*Written task:* Print every one of the rows below verbatim, changing nothing.

*Material to process:*
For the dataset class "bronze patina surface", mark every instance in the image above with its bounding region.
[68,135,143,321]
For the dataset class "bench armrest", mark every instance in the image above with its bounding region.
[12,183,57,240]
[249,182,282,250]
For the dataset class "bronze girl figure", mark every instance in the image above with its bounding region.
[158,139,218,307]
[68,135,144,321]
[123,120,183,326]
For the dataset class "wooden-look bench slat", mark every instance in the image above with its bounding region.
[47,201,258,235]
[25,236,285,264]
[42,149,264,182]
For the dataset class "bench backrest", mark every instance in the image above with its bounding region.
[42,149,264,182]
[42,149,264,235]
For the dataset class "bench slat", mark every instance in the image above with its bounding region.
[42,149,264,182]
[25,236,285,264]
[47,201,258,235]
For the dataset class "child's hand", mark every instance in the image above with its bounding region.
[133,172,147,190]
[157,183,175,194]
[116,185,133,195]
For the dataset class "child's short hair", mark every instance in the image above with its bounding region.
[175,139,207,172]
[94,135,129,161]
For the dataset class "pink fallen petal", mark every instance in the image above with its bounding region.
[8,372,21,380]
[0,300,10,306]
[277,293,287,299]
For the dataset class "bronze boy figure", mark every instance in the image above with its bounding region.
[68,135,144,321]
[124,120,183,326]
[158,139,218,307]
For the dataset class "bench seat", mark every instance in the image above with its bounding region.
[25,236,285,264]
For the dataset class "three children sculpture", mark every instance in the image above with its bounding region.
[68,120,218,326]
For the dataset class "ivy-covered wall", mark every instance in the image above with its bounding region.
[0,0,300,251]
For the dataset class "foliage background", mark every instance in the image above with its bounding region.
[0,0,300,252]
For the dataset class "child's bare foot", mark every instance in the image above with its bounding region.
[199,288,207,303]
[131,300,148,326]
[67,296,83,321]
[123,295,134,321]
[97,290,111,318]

*Solved problem:*
For the dataset class "bronze patina surface", mark every instance in the image above with its bounding region.
[68,135,143,321]
For the dataset class "bench armrest", mark every instance in the image above with its bounding region.
[12,183,57,240]
[249,182,282,250]
For the dataset class "bronze girl figure", mark every instance in the image above with its bounding region.
[158,139,218,307]
[68,135,144,321]
[123,120,183,326]
For the dataset class "wooden-look bench slat", mark every instance in the image above with its bounding region.
[47,201,258,235]
[25,236,285,264]
[42,149,264,182]
For the dataset class "bench backrest", mark every instance in the image above with its bounding region.
[42,149,264,182]
[42,149,264,235]
For the dataset class "bench slat", mark every instance in the image above with its bounding region.
[42,149,264,182]
[25,236,285,264]
[47,201,258,235]
For the dataset class "child's hand", mark every instance in the image above with its bounding region.
[133,172,147,190]
[157,183,175,194]
[116,185,133,195]
For the dataset class "child's short hair", mark every instance in the image above with its bounding region.
[175,139,207,172]
[94,135,129,161]
For the dataset class "pink fallen petal", mark every instance in the image above with its bounding region.
[8,372,21,380]
[0,300,10,306]
[277,293,287,299]
For the dataset class "bronze boy figure", mark every instance in the image above with its bounding region.
[68,135,144,321]
[124,120,183,326]
[158,139,218,307]
For the dataset class "bench seat", mark every instance in the image above with its bounding region.
[25,236,285,264]
For the dataset class "three children sculpture", mark every instance in the image above with its bounding region.
[68,120,218,326]
For the dataset class "ivy-covered wall", mark every instance in the image above with its bounding region.
[0,0,300,251]
For the dataset class "foliage background", mark every instance in the image above with its bounding region.
[0,0,300,252]
For the dataset class "child's bare foot", mark every instance in the image above with its bounding region.
[199,288,207,303]
[131,300,148,326]
[67,296,83,321]
[123,295,134,321]
[97,290,111,318]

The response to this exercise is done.